**DOCUMENT PASSAGE**
Well, ANN have received in recent years an indeed unreasonably massive "popularity". Today, if some new product / process / startup-pitch does not claim to have an AI or at least a Neural network behind it, it sort of smells in the flow of popular media. The reality is other.

Classical ANN is nothing more than just a minimiser driven tool, it has zero true intelligence per-se, it just follows linear algebra rules on a grain of tanh() / sigmoid() dose of "steroids", for an add-on non-linearity transformation.

You ask a thing, that is self-Evolution --- that's incredibly interesting

adaptive reflection of the external ( deferred ex-post rewards ) requires a way to perform the self-actualisation of the networked weights. This is something the Genetically Inspired Systems ( Koza et al ) have promoted for many decades in Evolutionary Computing Systems.

Yet, there were recognised some mild attempts to promote some sort of trivial self-actualisation inside an ANN recently, having added an intended ( better "pre-wired", c/f Genetically Inspired System speculative polymorphic plurality of trials with ex-post phase of selection, driven by a "pre-defined" Bestness of Fit ) process of re-arranging not only it's own axon-weights, but also it's own topologies -- re-wireing neural connectivity ( sure, on a way lower level / way more weakly utility-(un)-related self-actualisation -- ref. also, on a much higher level of abstraction, the Maslow promoted Hierarchy of Needs ).

Pointing data for referring expressions:
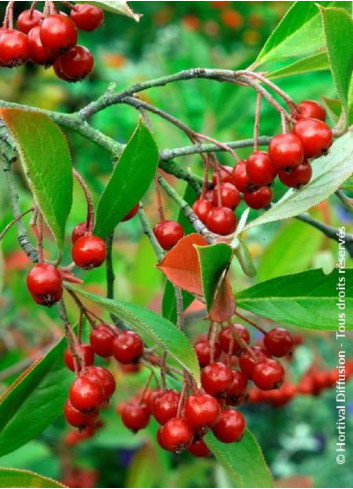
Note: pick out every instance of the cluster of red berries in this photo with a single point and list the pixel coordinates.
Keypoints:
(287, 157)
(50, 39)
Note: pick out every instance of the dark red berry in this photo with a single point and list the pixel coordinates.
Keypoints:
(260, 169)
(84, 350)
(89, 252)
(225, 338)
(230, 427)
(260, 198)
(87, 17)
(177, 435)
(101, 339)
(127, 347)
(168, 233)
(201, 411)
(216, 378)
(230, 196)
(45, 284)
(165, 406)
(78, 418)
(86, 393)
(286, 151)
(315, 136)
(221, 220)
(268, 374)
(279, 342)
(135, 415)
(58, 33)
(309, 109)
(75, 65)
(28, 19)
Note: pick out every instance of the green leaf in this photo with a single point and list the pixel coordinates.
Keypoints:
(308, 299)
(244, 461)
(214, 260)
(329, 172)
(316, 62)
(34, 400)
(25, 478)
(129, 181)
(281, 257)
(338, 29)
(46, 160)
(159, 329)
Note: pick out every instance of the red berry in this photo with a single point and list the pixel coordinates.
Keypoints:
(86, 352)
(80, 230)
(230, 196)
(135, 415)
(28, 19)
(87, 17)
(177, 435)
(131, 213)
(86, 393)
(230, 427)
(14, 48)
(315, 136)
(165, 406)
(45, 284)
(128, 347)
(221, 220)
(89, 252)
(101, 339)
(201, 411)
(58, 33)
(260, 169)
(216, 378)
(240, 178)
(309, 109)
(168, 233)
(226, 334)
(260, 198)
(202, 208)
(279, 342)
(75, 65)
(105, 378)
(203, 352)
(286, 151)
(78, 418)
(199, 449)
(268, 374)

--

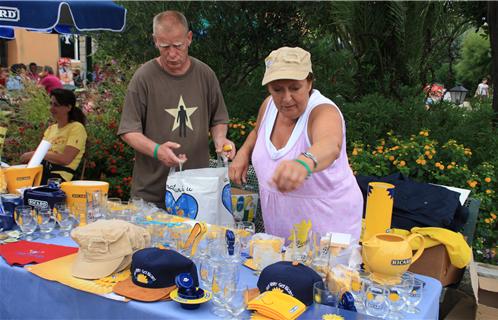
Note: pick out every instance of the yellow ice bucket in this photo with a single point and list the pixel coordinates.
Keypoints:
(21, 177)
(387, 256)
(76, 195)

**WHAT YOU NEED TO DO**
From the passage on artificial neural networks, extract the stretch from "adaptive reflection of" through "Evolutionary Computing Systems.", copied word for word.

**YOUR RESPONSE**
adaptive reflection of the external ( deferred ex-post rewards ) requires a way to perform the self-actualisation of the networked weights. This is something the Genetically Inspired Systems ( Koza et al ) have promoted for many decades in Evolutionary Computing Systems.